**ABOUT THIS EXERCISE**. Take the data below and filter it for lines containing the word "target"; show each line found.

======== MATERIAL SHOWN

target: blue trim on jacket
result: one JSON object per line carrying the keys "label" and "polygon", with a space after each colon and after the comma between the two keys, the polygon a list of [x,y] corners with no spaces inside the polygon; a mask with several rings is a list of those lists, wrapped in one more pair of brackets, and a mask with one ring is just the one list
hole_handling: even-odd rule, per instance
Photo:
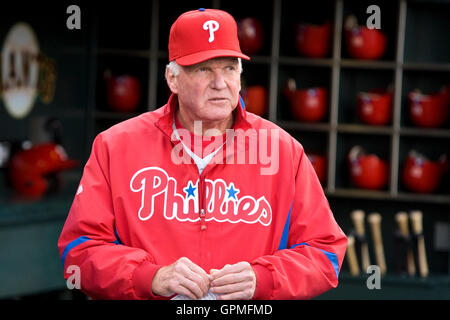
{"label": "blue trim on jacket", "polygon": [[[120,241],[120,238],[119,238],[119,235],[118,235],[118,233],[117,233],[117,230],[114,230],[114,234],[116,235],[116,240],[113,241],[113,242],[111,242],[111,243],[122,244],[122,241]],[[88,238],[88,237],[86,237],[86,236],[81,236],[81,237],[76,238],[75,240],[71,241],[71,242],[64,248],[63,254],[62,254],[62,256],[61,256],[61,262],[62,262],[63,269],[64,269],[65,263],[66,263],[66,256],[67,256],[67,254],[70,252],[70,250],[72,250],[72,249],[75,248],[76,246],[78,246],[78,245],[80,245],[80,244],[82,244],[82,243],[84,243],[84,242],[86,242],[86,241],[88,241],[88,240],[91,240],[91,238]]]}
{"label": "blue trim on jacket", "polygon": [[[306,242],[302,242],[302,243],[294,244],[294,245],[291,247],[291,249],[292,249],[292,248],[295,248],[295,247],[297,247],[297,246],[301,246],[301,245],[305,245],[305,246],[310,247],[310,245],[307,244]],[[314,247],[312,247],[312,248],[314,248]],[[327,256],[328,260],[330,260],[331,265],[332,265],[333,268],[334,268],[334,272],[336,273],[336,278],[338,278],[338,277],[339,277],[339,262],[338,262],[338,258],[337,258],[336,253],[328,252],[328,251],[322,250],[322,249],[320,249],[320,248],[317,248],[317,249],[319,249],[320,251],[322,251],[322,252]]]}
{"label": "blue trim on jacket", "polygon": [[[292,211],[292,205],[293,203],[291,203],[291,208],[289,209],[289,214],[288,217],[286,219],[286,222],[284,224],[284,228],[283,228],[283,233],[281,235],[281,240],[280,240],[280,244],[278,246],[278,250],[283,250],[287,248],[287,243],[288,243],[288,238],[289,238],[289,223],[291,221],[291,211]],[[290,249],[293,249],[297,246],[301,246],[301,245],[305,245],[305,246],[310,246],[309,244],[307,244],[306,242],[302,242],[302,243],[297,243],[294,244],[290,247]],[[319,248],[317,248],[319,249]],[[325,256],[328,258],[328,260],[330,260],[331,265],[333,266],[334,272],[336,273],[336,278],[338,278],[339,276],[339,262],[338,262],[338,258],[337,255],[333,252],[328,252],[322,249],[319,249],[320,251],[322,251]]]}
{"label": "blue trim on jacket", "polygon": [[283,234],[281,235],[281,240],[280,240],[280,245],[278,246],[278,250],[287,248],[287,242],[288,242],[288,236],[289,236],[289,223],[291,221],[291,210],[292,210],[293,203],[294,202],[291,203],[291,208],[289,209],[289,214],[286,219],[286,223],[284,224]]}

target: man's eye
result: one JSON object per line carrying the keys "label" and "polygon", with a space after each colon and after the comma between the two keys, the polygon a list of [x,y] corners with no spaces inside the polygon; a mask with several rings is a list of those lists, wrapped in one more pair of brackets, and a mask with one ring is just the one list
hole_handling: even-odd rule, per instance
{"label": "man's eye", "polygon": [[234,71],[234,70],[236,70],[236,67],[235,66],[228,66],[227,70],[228,71]]}
{"label": "man's eye", "polygon": [[208,71],[208,68],[206,68],[206,67],[200,67],[200,68],[197,69],[197,71],[205,72],[205,71]]}

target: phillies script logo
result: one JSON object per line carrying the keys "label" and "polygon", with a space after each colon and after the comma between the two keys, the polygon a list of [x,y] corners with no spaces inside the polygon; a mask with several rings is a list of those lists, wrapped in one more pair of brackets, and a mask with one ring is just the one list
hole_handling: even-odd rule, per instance
{"label": "phillies script logo", "polygon": [[[141,193],[139,219],[146,221],[163,208],[167,220],[199,221],[198,182],[188,181],[183,187],[184,194],[179,194],[177,180],[163,169],[147,167],[137,171],[130,180],[130,189]],[[264,196],[258,199],[241,196],[233,183],[227,185],[222,179],[205,179],[204,186],[205,194],[200,196],[205,197],[206,221],[261,223],[263,226],[272,222],[272,208]]]}

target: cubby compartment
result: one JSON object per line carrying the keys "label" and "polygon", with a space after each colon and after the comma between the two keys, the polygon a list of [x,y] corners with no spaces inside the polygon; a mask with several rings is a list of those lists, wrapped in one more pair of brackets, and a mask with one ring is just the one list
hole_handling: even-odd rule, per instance
{"label": "cubby compartment", "polygon": [[329,67],[280,65],[278,120],[313,125],[327,123],[330,116],[330,80]]}
{"label": "cubby compartment", "polygon": [[[343,68],[340,73],[339,86],[339,124],[369,125],[372,123],[383,123],[383,126],[390,126],[394,109],[393,87],[393,70]],[[360,116],[358,114],[358,95],[360,93],[375,93],[378,91],[379,93],[383,92],[383,95],[390,93],[390,103],[388,103],[389,99],[384,97],[370,98],[370,95],[365,95],[361,97]],[[372,101],[369,104],[369,101],[365,99],[371,99]],[[365,107],[371,108],[366,109]],[[385,116],[380,117],[380,113],[384,113]],[[380,118],[383,122],[376,122],[376,118]]]}
{"label": "cubby compartment", "polygon": [[[445,155],[447,158],[444,158]],[[411,158],[407,162],[409,157]],[[435,196],[449,196],[449,157],[450,137],[401,136],[399,193],[430,199]]]}
{"label": "cubby compartment", "polygon": [[[124,57],[116,55],[102,55],[98,59],[97,64],[97,92],[96,92],[96,111],[112,112],[112,113],[141,113],[148,110],[148,72],[149,61],[143,57]],[[129,79],[119,79],[121,76],[132,77]],[[137,99],[137,106],[134,108],[113,108],[108,103],[108,82],[113,79],[117,80],[114,90],[123,90],[127,92],[124,96],[118,92],[118,96],[126,99],[125,105],[132,105],[129,100]],[[111,91],[113,92],[113,91]],[[122,98],[121,98],[122,99]]]}
{"label": "cubby compartment", "polygon": [[[282,2],[280,56],[330,58],[333,55],[335,1]],[[295,14],[293,14],[294,12]]]}
{"label": "cubby compartment", "polygon": [[[395,61],[399,2],[386,0],[343,1],[343,3],[342,59]],[[371,6],[375,8],[375,11],[368,10]],[[346,28],[346,23],[349,23],[347,19],[350,16],[356,18],[355,23],[359,26],[353,30],[349,29],[352,31],[348,31]],[[366,28],[372,28],[371,25],[377,22],[376,19],[373,19],[375,17],[379,17],[380,29],[375,26],[374,30],[367,30]],[[365,48],[364,52],[359,50],[361,48]],[[367,55],[367,57],[360,55]]]}
{"label": "cubby compartment", "polygon": [[[417,102],[411,103],[409,95],[416,90],[421,95],[412,97],[411,101],[417,99]],[[415,129],[450,129],[449,97],[450,70],[405,70],[401,126]]]}
{"label": "cubby compartment", "polygon": [[236,20],[238,34],[241,30],[240,46],[244,54],[250,57],[270,56],[274,19],[272,1],[220,1],[219,9],[230,13]]}
{"label": "cubby compartment", "polygon": [[[381,168],[378,163],[369,162],[366,167],[363,164],[362,158],[359,161],[361,169],[352,169],[354,162],[350,160],[349,154],[359,146],[362,155],[376,155],[381,162],[385,164],[385,169]],[[355,154],[356,155],[356,154]],[[336,172],[335,172],[335,187],[336,189],[353,189],[358,192],[387,192],[389,189],[389,175],[390,175],[390,158],[391,158],[391,146],[389,135],[371,135],[371,134],[351,134],[351,133],[338,133],[337,136],[337,151],[336,151]],[[375,189],[361,187],[355,185],[350,177],[351,171],[357,170],[360,180],[364,186],[379,186]],[[374,173],[376,170],[376,174]],[[384,176],[385,183],[381,177]]]}
{"label": "cubby compartment", "polygon": [[404,61],[450,63],[448,3],[408,1]]}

================

**ANSWER TO THE PROBLEM**.
target: blue trim on jacket
target: man's eye
target: phillies script logo
target: cubby compartment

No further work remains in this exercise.